→ ROWS:

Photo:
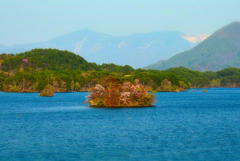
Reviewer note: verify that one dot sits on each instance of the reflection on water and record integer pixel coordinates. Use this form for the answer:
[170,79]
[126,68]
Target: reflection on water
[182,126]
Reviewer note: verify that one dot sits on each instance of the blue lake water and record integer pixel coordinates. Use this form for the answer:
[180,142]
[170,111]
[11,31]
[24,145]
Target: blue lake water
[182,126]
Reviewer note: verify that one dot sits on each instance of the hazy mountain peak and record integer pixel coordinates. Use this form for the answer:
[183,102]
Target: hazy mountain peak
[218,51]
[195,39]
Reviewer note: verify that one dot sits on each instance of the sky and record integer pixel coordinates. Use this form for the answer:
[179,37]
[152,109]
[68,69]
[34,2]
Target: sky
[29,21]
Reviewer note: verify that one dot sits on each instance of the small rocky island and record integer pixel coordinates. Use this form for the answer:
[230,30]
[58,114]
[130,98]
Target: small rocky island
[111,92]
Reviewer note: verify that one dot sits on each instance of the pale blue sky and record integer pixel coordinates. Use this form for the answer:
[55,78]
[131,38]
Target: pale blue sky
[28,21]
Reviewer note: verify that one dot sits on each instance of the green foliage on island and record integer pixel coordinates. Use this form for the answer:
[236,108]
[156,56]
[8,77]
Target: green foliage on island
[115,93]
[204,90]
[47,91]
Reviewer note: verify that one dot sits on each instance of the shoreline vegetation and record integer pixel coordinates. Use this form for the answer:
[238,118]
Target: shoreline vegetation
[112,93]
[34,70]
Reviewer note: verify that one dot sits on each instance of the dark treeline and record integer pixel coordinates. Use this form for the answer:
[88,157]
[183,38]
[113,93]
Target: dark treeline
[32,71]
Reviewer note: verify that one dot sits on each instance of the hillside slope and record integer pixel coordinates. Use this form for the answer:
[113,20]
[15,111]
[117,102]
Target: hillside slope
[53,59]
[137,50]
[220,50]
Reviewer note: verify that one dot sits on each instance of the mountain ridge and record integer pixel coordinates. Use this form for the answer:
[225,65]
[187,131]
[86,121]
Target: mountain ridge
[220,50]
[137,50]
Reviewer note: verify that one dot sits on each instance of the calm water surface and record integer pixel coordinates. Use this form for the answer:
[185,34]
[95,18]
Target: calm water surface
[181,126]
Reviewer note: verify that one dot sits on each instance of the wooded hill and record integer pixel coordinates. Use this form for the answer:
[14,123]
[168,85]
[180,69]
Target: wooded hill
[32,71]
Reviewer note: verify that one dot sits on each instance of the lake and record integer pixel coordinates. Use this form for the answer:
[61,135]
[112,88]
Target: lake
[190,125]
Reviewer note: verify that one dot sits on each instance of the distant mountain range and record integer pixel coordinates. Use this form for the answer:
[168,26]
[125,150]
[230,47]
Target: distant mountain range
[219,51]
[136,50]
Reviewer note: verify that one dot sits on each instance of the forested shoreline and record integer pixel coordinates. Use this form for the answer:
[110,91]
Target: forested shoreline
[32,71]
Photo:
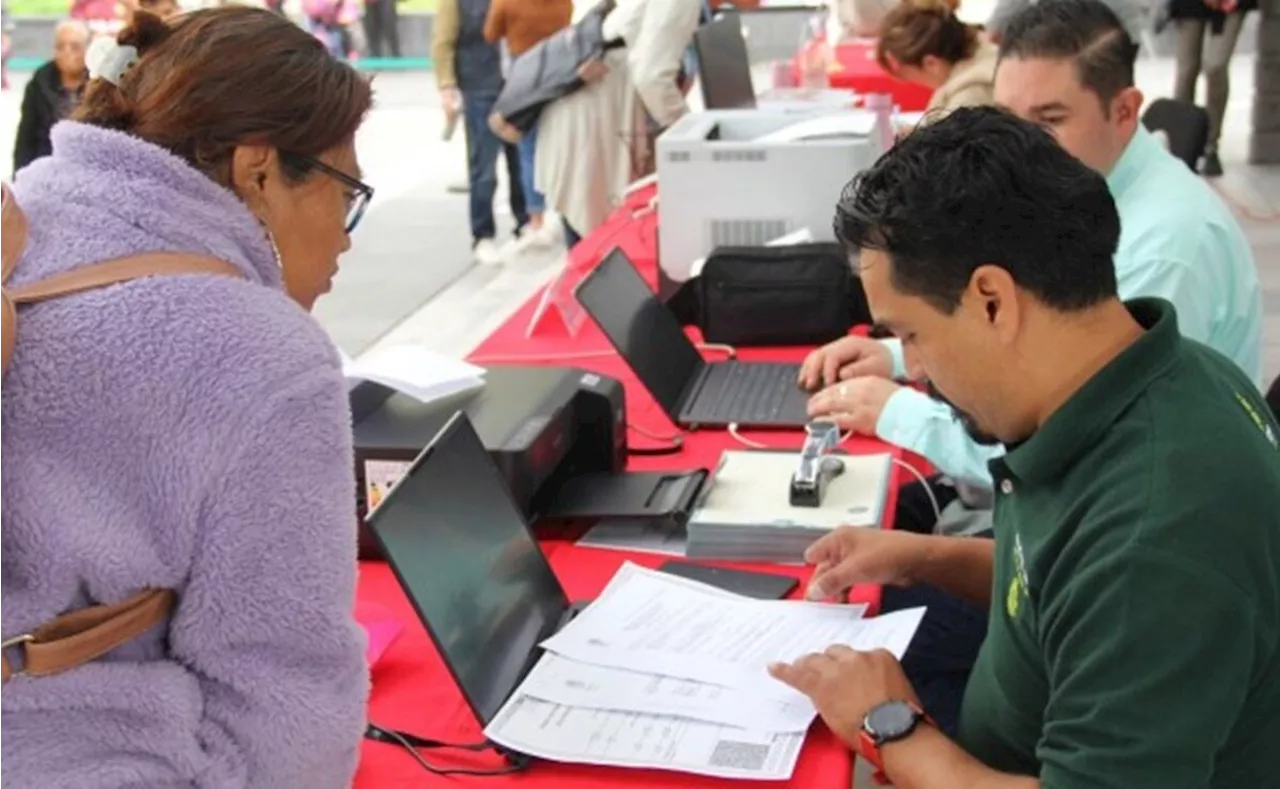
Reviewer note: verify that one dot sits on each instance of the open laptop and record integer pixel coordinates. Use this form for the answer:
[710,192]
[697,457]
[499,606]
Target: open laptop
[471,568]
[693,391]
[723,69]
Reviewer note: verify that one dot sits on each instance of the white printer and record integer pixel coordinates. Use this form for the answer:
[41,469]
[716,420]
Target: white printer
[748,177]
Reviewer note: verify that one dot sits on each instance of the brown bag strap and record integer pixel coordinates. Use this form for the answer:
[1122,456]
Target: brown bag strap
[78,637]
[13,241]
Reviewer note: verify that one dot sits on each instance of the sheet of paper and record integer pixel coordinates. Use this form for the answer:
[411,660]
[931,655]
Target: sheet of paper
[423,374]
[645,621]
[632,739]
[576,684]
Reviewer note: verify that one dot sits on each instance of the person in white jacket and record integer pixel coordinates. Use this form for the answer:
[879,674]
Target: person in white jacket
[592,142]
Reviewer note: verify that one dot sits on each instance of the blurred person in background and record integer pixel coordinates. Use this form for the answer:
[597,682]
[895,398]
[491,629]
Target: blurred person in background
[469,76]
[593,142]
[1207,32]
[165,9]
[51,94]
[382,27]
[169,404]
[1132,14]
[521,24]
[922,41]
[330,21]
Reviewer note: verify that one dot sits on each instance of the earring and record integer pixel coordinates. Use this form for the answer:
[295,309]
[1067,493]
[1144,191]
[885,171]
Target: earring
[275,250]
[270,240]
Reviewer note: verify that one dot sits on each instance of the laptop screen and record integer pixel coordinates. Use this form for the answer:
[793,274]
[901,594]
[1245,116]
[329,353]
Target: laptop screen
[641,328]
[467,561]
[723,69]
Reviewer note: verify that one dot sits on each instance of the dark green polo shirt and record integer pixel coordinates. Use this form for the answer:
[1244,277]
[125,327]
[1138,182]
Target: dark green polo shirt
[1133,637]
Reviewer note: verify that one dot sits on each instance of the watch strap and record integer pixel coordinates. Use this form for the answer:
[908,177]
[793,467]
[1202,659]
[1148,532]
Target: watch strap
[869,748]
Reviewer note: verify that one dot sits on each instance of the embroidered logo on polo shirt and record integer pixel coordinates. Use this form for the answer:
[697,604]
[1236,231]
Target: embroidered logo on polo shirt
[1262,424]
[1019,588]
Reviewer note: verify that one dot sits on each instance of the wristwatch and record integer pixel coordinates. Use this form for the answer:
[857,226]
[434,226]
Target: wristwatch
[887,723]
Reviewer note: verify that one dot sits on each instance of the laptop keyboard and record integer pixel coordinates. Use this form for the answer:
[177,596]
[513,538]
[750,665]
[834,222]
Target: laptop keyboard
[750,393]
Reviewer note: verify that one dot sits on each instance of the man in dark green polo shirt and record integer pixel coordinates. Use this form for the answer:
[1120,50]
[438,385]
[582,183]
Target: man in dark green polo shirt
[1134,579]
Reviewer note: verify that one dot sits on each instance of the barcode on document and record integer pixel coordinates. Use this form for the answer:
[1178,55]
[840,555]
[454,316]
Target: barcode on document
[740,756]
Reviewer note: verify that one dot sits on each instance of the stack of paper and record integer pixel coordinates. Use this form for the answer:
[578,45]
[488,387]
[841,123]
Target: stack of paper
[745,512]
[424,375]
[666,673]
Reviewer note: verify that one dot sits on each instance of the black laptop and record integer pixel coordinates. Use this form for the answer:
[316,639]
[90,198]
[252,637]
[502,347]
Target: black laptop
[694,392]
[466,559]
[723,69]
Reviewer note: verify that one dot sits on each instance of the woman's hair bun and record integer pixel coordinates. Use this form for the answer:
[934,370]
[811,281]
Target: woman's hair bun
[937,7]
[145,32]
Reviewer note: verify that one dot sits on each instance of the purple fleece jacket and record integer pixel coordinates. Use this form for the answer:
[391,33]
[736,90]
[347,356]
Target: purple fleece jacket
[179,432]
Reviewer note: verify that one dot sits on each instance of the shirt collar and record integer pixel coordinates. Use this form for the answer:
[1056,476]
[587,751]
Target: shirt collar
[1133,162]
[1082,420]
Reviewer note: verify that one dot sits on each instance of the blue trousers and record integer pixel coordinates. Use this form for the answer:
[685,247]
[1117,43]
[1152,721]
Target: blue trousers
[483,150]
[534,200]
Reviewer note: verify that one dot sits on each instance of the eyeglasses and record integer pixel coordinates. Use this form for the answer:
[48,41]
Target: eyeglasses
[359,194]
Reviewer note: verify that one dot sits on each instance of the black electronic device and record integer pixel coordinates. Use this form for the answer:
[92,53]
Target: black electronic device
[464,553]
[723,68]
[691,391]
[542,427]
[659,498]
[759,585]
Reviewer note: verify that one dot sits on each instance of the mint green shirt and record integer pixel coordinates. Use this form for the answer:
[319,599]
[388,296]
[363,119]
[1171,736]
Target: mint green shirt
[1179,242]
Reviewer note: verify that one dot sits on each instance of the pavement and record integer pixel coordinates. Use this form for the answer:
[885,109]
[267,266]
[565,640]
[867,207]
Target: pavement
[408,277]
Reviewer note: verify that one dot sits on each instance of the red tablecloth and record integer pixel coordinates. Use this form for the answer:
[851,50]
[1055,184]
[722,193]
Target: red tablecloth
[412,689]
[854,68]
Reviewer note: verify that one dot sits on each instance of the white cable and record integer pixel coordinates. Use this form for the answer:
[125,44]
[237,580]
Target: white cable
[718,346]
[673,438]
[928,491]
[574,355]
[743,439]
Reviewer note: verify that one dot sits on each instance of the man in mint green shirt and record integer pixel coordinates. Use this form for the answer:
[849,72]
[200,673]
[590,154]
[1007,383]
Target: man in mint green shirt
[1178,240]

* * *

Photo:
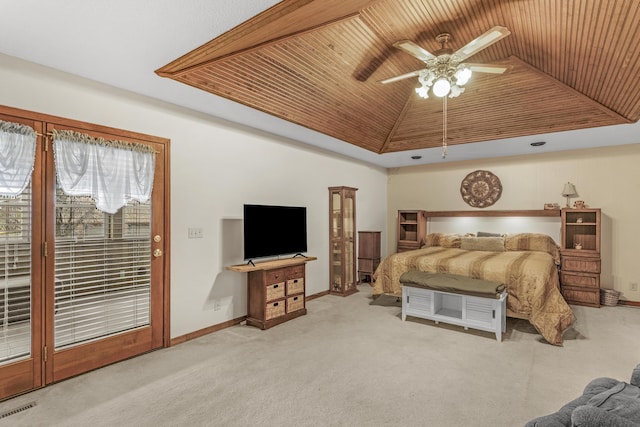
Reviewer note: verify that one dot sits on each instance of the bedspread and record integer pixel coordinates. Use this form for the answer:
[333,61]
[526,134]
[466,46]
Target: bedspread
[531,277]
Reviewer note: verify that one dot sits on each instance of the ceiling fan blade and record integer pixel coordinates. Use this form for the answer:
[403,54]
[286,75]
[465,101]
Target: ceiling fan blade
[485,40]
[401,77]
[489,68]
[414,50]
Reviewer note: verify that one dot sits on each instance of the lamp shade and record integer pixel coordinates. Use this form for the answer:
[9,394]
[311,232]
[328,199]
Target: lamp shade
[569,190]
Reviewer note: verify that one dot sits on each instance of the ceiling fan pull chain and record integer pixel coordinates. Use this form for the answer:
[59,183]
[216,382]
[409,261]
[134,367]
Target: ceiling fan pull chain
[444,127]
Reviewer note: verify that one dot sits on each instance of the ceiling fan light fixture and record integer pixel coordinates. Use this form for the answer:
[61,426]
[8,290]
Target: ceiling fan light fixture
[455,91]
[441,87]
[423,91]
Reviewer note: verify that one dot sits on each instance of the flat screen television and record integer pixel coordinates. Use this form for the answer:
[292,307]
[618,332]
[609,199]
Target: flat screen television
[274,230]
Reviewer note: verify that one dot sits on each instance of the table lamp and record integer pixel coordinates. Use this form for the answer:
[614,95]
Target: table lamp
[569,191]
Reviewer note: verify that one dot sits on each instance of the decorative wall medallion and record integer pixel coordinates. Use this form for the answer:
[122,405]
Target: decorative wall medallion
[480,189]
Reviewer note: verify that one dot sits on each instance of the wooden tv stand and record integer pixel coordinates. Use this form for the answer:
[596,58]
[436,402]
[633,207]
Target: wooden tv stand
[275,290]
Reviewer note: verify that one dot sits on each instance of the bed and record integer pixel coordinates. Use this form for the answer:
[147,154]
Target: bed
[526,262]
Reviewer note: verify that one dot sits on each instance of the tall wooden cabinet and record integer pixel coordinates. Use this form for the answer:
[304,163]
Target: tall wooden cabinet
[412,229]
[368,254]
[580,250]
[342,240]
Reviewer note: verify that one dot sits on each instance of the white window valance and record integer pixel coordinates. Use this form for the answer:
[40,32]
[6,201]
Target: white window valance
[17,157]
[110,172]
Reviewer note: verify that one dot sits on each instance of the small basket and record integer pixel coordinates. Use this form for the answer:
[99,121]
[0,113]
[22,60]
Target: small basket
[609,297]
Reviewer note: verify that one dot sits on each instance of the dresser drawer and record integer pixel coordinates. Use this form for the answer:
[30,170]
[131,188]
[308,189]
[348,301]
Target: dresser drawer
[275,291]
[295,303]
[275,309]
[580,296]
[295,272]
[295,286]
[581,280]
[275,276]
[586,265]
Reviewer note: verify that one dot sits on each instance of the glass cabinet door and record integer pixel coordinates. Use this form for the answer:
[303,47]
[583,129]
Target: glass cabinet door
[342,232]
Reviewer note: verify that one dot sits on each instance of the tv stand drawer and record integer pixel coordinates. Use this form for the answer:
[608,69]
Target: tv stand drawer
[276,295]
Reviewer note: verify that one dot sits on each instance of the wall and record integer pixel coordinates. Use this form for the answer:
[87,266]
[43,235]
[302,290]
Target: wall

→ WRITTEN EXERCISE: From the listing above, return every line containing the string "hair".

→ WRITTEN RESPONSE:
Reviewer note: verify that one dot sits on each instance of the woman's hair bun and record integer pixel coordinates. Use this form for the answer:
Target: woman's hair bun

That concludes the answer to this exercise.